-- ITEMS start --
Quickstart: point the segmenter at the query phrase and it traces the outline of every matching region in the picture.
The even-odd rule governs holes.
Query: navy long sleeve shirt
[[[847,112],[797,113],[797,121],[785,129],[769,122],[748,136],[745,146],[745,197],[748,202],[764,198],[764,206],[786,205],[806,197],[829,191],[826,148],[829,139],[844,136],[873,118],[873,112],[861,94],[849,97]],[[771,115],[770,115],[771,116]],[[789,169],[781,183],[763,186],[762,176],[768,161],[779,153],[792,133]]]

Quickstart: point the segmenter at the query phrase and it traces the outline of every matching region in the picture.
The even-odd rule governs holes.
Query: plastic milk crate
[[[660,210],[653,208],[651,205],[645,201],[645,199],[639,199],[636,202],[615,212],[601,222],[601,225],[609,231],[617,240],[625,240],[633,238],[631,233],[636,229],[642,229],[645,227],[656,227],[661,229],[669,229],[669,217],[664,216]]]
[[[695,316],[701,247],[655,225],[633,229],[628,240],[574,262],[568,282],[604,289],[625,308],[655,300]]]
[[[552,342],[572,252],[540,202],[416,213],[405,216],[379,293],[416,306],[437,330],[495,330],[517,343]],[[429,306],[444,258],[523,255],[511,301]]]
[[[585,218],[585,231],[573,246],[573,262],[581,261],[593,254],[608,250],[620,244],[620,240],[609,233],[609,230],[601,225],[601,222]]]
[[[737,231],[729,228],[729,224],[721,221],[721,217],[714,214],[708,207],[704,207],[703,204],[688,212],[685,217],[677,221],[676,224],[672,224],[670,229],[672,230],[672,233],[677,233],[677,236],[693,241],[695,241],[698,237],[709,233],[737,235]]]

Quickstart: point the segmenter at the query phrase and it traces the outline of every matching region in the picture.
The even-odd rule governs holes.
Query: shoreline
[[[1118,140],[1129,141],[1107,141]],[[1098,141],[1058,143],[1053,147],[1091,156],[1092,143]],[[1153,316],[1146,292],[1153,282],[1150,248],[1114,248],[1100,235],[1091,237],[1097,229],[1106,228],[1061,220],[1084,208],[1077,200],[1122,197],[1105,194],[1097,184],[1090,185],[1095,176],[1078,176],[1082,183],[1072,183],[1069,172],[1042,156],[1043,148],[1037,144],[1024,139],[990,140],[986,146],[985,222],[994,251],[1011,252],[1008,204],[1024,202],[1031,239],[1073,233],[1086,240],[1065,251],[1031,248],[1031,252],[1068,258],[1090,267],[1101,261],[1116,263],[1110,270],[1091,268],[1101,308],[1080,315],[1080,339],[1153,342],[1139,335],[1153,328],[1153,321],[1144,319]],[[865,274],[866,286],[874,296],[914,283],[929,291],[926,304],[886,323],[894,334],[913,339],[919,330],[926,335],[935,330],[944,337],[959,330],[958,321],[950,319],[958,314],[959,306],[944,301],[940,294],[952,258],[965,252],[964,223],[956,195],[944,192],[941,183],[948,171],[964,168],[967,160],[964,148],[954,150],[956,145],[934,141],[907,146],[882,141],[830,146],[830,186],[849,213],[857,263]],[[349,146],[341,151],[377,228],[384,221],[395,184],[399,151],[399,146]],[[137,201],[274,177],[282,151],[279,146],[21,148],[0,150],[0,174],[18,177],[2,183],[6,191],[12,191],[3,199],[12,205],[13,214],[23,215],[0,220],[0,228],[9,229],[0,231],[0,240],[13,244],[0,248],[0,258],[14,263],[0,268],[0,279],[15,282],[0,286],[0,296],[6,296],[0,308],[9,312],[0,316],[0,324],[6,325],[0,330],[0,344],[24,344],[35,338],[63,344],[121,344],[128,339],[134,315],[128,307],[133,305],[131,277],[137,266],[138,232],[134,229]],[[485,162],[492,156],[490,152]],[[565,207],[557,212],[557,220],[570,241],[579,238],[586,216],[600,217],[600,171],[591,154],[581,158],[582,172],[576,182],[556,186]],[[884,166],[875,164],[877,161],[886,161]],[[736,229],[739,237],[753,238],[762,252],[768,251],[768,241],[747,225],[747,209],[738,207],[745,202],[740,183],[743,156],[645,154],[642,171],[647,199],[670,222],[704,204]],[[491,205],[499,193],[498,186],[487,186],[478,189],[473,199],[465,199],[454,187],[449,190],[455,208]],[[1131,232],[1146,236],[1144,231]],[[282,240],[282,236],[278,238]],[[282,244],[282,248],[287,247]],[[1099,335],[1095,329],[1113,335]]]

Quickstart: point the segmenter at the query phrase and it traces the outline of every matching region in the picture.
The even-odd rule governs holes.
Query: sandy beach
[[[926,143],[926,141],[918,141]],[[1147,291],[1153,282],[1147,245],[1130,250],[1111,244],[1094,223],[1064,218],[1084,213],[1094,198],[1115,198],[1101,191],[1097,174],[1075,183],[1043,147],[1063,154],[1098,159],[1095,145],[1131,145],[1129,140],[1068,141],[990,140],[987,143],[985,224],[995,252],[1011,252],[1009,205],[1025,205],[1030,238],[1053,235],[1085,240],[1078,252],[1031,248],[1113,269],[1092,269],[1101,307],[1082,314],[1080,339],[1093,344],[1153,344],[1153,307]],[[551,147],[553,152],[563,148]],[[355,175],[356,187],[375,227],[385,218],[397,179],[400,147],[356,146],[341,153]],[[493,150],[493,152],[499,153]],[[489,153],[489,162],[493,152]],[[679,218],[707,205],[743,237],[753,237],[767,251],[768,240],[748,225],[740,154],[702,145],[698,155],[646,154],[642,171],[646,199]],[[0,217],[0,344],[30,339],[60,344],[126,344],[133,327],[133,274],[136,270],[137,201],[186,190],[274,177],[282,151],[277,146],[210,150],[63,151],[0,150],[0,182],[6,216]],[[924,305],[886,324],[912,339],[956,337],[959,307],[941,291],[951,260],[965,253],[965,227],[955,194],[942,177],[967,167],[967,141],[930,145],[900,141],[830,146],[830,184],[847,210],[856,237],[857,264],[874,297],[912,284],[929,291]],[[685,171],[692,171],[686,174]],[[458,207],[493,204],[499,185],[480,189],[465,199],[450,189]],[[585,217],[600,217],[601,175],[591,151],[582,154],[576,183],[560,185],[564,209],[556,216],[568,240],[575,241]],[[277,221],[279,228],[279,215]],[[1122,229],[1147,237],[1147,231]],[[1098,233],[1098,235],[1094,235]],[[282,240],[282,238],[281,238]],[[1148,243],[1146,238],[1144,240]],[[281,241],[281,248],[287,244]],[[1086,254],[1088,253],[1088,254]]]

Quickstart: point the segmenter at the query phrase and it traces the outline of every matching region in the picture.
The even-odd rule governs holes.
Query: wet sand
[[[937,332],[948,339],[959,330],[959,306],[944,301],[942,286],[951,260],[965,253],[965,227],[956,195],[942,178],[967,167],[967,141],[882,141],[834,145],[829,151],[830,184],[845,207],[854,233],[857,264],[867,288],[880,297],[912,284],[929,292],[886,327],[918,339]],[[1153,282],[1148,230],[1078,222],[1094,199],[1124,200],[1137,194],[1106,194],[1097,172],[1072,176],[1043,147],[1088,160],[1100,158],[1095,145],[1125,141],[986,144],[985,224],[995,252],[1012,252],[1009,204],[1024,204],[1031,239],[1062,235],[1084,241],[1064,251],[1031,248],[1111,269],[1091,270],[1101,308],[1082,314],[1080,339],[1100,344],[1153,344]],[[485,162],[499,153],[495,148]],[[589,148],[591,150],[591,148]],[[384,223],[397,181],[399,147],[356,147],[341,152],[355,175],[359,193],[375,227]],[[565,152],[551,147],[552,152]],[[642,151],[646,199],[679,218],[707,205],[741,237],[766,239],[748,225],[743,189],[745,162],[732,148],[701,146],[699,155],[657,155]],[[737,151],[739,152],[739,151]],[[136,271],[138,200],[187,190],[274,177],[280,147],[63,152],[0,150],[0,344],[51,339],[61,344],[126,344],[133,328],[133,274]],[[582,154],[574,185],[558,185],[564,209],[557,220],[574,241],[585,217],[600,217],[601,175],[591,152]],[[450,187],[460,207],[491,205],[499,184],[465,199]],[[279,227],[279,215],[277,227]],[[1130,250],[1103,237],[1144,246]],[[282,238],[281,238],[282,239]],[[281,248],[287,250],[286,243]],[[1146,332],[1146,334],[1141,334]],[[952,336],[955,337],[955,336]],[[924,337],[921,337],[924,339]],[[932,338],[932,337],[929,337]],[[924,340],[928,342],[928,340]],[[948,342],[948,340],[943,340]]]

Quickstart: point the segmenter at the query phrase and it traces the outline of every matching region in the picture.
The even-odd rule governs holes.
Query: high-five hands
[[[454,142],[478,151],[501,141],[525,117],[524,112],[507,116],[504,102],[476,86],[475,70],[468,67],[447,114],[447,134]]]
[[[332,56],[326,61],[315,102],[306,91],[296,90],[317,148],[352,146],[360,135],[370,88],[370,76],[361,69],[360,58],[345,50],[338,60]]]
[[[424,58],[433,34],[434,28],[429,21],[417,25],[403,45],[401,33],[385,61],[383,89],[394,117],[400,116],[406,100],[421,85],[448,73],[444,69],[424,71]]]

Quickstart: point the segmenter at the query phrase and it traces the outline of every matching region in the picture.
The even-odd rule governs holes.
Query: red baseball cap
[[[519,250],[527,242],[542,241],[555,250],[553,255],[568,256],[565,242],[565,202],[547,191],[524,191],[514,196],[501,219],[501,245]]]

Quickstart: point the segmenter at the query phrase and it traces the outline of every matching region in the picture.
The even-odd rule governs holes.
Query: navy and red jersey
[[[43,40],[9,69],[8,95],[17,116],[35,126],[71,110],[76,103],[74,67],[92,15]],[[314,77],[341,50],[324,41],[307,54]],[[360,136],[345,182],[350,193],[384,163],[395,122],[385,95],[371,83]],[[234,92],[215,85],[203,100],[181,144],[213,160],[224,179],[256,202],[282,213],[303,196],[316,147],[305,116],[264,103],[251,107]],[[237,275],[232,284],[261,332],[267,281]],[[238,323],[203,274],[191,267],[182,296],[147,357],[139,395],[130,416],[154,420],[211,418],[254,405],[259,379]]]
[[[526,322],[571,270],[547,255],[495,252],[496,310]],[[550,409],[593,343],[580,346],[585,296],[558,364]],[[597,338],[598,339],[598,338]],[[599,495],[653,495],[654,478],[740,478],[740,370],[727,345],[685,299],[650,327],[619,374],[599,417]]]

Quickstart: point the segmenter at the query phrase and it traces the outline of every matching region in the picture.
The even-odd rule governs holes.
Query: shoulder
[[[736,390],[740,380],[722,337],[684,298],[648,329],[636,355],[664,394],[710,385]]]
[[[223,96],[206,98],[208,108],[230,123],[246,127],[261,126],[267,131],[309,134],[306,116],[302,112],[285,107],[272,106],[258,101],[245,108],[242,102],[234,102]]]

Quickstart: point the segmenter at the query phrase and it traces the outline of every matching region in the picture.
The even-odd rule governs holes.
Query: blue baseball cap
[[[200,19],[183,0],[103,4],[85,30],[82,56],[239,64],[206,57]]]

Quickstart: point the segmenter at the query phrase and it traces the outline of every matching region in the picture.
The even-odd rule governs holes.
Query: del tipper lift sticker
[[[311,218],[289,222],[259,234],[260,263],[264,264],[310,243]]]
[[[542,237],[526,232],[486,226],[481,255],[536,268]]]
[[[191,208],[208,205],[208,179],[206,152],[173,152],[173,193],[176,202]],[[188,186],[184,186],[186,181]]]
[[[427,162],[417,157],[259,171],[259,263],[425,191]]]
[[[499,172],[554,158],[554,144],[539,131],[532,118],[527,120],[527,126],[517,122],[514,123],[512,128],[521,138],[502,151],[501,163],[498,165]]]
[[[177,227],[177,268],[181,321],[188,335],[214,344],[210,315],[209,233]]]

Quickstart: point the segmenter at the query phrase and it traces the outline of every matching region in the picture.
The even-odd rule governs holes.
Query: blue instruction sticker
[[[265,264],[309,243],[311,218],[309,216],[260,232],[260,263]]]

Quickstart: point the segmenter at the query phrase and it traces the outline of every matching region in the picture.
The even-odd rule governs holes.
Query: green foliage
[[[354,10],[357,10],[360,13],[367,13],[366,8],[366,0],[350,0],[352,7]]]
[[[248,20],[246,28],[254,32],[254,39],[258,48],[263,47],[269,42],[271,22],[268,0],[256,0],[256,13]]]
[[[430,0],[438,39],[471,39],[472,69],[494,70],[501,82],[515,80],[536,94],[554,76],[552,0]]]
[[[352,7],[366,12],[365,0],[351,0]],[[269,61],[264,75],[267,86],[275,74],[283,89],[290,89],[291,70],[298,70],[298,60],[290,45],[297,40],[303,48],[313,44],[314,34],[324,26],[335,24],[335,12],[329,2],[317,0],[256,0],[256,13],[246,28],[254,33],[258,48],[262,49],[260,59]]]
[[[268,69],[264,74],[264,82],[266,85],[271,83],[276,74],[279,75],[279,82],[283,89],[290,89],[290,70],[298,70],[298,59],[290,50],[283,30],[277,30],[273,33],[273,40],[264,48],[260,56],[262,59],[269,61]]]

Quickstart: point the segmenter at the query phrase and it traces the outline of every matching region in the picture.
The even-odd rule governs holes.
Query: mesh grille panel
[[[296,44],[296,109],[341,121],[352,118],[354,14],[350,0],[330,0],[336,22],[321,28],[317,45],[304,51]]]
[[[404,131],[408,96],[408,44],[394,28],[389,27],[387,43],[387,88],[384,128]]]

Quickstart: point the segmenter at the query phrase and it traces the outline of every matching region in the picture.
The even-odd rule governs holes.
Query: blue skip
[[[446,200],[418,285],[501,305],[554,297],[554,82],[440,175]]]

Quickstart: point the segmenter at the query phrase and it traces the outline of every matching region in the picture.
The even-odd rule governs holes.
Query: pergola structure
-- ITEMS end --
* _DIRECTIVE_:
Find every line above that contains the word "navy" and copy each one out in full. Case counts.

* _CORRECT RESPONSE_:
Query: navy long sleeve shirt
Query: navy and red jersey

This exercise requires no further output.